Reproduce the entries below with each occurrence of "crimson" exchanged for "dark red", leaving every other word as it stands.

----- Input records

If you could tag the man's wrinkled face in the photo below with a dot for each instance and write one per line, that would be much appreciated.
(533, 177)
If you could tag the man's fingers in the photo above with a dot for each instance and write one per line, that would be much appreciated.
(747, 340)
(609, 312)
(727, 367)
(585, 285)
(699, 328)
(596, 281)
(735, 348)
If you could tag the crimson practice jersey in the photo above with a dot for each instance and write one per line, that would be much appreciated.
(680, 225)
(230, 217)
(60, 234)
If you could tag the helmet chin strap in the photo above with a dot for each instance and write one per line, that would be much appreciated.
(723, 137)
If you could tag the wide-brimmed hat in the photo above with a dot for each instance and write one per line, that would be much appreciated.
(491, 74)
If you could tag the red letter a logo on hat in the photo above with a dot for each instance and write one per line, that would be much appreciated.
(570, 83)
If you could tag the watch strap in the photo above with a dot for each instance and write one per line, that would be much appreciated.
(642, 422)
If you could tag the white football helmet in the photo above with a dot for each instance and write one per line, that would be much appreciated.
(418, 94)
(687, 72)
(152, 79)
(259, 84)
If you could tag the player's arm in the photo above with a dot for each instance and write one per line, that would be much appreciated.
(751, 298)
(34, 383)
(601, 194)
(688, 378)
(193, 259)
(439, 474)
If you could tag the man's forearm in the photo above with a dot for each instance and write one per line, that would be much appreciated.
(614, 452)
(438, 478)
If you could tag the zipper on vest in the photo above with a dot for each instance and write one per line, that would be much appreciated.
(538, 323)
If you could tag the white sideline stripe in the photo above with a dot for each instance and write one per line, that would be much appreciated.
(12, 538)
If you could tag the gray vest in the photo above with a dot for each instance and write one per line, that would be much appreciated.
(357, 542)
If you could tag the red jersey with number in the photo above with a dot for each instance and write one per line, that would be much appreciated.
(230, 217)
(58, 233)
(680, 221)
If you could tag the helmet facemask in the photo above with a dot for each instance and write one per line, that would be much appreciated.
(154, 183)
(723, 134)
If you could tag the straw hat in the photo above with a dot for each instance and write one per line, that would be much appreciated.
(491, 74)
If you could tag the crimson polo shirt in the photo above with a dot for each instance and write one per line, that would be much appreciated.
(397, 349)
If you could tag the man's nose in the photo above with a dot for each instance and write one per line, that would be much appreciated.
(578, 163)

----------

* Worked solution:
If you could tag the man's wrinkled face in the photo below with a dot for each instance and write one per line, that would be much appreciated.
(533, 177)
If you could tag the man's fingers in the photo above with a dot for each instance and write one per line, that would be much appreciated.
(747, 340)
(609, 312)
(727, 367)
(585, 285)
(699, 328)
(596, 281)
(735, 348)
If you could tag the dark red practice jersey in the photo above with a dot for each instance and write one per line, that would be much appreciated.
(680, 225)
(230, 217)
(60, 234)
If you could tag the helmet chin strap in the photo above with a dot for each instance and write one per line, that would be much appreciated.
(723, 137)
If you could tag the wide-brimmed hat in the photo above with a dot for each instance and write one per line, that would be much appreciated.
(491, 74)
If you could tag the red letter a logo on hat in the photo above with a dot for each instance and write one per line, that would be much appreciated.
(570, 83)
If you could tag the watch strap in the photo above with a dot for each instance and write one per line, that would be much appreciated.
(642, 422)
If you could tag the white football helmet in the photo above with a dot for each instance and write one per line, that would be much appreciated.
(418, 94)
(687, 72)
(152, 79)
(259, 84)
If you could tag the player's arm in the photo above with a dot for each instance and write one per line, that would be much appreciated.
(751, 298)
(34, 383)
(601, 194)
(688, 378)
(193, 259)
(439, 474)
If you could tag the man's forearm in the photo above with a dot for each instance and write one per line, that would be much appreciated.
(614, 452)
(438, 478)
If you could tag the zipper on vest in the photo above with a dot for each instance and write one per line, that would be much appreciated.
(538, 323)
If you could tag the white sideline stripe in the photo above with a dot for each instance and write one per line, that would be much appreciated.
(12, 538)
If you could tag the gray vest in the photo above with a dot for each instance and write one per line, that would be much appreciated.
(357, 542)
If you could tag the red jersey with number in the photo above with a dot for each instance and write one per line, that would be much appreciated.
(230, 217)
(58, 233)
(680, 221)
If you could tag the helmet facemask in the photo above with a dot for each instance and write one per line, that would be much appreciated.
(154, 183)
(723, 134)
If you could tag the straw hat in the photo above with a dot for each instance and write one per line, that would be much appreciated.
(491, 74)
If you could tag the dark red polo shirt in the photo above with a dot for each instance and write one per line, that would be much appreciated.
(397, 349)
If you could tag the man's nose in the photo above with a dot for each instance and write one per line, that would be much appreciated.
(578, 163)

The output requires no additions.